§ To do: How many lines in the records below contain the word "with"? State that number and nothing more.

§ Collection entries:
**********

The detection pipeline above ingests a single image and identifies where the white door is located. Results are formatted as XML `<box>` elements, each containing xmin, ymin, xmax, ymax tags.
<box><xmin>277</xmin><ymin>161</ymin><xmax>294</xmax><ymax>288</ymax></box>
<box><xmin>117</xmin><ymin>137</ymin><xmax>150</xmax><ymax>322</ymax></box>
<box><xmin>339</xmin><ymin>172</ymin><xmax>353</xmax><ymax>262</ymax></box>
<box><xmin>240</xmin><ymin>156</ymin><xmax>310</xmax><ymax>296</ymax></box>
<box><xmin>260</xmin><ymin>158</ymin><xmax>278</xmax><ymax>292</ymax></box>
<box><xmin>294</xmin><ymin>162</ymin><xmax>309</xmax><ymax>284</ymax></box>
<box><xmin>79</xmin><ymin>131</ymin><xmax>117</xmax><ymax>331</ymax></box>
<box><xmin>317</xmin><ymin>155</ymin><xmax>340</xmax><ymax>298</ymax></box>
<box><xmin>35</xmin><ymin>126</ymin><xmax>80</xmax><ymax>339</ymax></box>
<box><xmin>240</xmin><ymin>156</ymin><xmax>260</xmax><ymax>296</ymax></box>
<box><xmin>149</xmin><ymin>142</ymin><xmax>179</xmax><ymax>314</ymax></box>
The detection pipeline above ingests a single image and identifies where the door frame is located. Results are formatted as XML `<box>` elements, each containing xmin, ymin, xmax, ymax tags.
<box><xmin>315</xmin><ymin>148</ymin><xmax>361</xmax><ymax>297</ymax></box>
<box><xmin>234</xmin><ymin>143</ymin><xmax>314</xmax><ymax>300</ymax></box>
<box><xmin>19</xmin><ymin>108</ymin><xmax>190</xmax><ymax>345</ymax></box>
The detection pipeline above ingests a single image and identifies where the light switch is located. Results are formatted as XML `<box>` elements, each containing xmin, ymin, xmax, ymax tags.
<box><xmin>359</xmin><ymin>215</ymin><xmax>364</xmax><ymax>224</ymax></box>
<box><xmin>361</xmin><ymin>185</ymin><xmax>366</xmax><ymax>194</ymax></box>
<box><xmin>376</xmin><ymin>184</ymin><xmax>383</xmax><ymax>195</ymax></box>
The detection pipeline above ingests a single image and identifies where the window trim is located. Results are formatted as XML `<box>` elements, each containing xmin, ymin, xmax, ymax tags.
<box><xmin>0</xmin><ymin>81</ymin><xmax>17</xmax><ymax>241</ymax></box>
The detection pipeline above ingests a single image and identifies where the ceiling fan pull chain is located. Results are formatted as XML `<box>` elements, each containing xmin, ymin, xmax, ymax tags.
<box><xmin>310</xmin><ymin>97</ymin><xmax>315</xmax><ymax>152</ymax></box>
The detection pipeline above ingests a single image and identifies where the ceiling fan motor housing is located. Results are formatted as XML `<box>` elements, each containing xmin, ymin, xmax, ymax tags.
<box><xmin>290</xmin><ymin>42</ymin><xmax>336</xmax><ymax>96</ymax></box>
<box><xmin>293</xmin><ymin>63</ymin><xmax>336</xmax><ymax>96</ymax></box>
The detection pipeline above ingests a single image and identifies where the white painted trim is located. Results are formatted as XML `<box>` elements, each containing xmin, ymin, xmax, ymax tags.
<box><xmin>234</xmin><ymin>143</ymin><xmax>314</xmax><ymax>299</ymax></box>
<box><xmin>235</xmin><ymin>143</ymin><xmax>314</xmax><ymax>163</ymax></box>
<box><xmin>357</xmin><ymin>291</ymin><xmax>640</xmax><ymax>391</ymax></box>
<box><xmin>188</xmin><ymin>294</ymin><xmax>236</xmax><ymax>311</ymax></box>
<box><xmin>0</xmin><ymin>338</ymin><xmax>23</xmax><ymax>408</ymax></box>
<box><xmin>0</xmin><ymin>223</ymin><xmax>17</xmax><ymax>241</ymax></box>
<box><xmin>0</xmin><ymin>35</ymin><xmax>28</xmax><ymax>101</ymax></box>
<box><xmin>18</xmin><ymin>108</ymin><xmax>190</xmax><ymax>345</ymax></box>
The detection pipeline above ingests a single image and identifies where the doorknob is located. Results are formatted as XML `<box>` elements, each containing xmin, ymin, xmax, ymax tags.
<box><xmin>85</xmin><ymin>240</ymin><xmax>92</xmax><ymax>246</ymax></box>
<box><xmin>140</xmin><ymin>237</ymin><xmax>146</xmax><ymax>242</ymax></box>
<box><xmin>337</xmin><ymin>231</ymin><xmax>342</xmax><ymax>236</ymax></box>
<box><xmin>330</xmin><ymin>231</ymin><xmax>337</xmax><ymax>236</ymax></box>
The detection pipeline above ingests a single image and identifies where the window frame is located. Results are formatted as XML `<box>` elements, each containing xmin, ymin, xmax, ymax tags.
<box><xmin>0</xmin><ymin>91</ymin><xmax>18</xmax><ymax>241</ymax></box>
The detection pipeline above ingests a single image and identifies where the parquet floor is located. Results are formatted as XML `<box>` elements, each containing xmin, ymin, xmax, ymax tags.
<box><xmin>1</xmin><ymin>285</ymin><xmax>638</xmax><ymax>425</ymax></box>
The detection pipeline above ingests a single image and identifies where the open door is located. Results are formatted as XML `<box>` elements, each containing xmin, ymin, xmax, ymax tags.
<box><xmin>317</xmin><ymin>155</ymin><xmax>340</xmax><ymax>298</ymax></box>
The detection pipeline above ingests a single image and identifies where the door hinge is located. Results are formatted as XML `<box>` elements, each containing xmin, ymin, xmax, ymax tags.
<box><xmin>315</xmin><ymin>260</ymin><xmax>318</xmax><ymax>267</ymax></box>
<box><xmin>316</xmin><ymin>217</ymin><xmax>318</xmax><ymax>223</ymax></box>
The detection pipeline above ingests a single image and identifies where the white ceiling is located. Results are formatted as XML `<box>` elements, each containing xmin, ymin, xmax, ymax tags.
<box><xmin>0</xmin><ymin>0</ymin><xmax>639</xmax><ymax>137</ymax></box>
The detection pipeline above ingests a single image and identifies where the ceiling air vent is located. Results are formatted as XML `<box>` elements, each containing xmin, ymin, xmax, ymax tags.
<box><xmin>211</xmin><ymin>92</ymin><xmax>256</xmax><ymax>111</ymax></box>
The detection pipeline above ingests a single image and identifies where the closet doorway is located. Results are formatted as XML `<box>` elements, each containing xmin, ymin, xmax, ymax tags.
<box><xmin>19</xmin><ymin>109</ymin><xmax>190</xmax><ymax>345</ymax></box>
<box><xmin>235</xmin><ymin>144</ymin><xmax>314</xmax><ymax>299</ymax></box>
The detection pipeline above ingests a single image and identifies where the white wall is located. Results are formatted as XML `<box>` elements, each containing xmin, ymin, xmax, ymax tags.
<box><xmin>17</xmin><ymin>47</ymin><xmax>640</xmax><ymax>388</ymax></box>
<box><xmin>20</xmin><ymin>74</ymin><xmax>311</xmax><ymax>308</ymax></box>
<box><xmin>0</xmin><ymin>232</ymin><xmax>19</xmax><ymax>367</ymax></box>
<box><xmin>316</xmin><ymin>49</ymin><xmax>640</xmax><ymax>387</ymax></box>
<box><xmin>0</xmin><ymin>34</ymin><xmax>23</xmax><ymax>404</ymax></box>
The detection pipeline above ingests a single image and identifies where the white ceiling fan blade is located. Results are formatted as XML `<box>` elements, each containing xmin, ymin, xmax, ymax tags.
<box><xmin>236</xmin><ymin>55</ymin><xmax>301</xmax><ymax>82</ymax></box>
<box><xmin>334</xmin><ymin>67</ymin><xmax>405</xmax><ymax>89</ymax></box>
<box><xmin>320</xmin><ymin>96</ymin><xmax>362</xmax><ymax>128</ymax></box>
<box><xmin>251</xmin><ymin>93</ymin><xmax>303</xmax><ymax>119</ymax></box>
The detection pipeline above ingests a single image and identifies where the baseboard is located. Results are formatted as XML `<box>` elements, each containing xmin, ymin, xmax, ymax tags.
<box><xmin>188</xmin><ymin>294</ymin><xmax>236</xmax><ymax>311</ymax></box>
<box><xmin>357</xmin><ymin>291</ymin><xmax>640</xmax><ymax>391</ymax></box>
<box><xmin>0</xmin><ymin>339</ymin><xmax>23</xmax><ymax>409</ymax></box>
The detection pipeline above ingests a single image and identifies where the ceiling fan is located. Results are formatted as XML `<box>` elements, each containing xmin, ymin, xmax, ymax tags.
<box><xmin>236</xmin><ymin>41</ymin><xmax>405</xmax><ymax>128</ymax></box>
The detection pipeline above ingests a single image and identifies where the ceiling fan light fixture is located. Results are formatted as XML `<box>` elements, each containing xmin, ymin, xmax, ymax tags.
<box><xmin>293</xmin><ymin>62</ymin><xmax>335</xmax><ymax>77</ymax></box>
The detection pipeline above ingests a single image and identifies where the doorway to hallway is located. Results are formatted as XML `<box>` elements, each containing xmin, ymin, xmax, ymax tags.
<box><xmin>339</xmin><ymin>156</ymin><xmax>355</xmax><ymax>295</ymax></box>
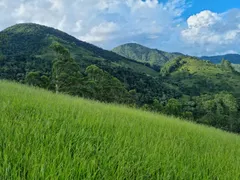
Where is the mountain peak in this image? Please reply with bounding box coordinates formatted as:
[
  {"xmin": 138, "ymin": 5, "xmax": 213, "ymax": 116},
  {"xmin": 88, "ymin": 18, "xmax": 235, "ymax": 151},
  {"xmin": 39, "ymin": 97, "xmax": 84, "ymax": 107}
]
[
  {"xmin": 3, "ymin": 23, "xmax": 53, "ymax": 34},
  {"xmin": 0, "ymin": 23, "xmax": 157, "ymax": 75},
  {"xmin": 112, "ymin": 43, "xmax": 183, "ymax": 67}
]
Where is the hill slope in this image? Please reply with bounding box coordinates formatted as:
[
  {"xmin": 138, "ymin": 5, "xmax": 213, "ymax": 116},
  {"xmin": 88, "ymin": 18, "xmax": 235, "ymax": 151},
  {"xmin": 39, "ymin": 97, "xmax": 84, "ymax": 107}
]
[
  {"xmin": 0, "ymin": 23, "xmax": 157, "ymax": 76},
  {"xmin": 1, "ymin": 80, "xmax": 240, "ymax": 179},
  {"xmin": 112, "ymin": 43, "xmax": 183, "ymax": 68},
  {"xmin": 201, "ymin": 54, "xmax": 240, "ymax": 64},
  {"xmin": 161, "ymin": 56, "xmax": 240, "ymax": 97}
]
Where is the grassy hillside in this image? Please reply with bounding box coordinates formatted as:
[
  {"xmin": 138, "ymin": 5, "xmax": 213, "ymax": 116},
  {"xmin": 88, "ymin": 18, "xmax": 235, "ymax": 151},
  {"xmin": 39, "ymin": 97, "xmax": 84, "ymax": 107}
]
[
  {"xmin": 1, "ymin": 80, "xmax": 240, "ymax": 179},
  {"xmin": 161, "ymin": 57, "xmax": 240, "ymax": 96},
  {"xmin": 112, "ymin": 43, "xmax": 183, "ymax": 68},
  {"xmin": 201, "ymin": 54, "xmax": 240, "ymax": 64}
]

**********

§ Exercise response: 3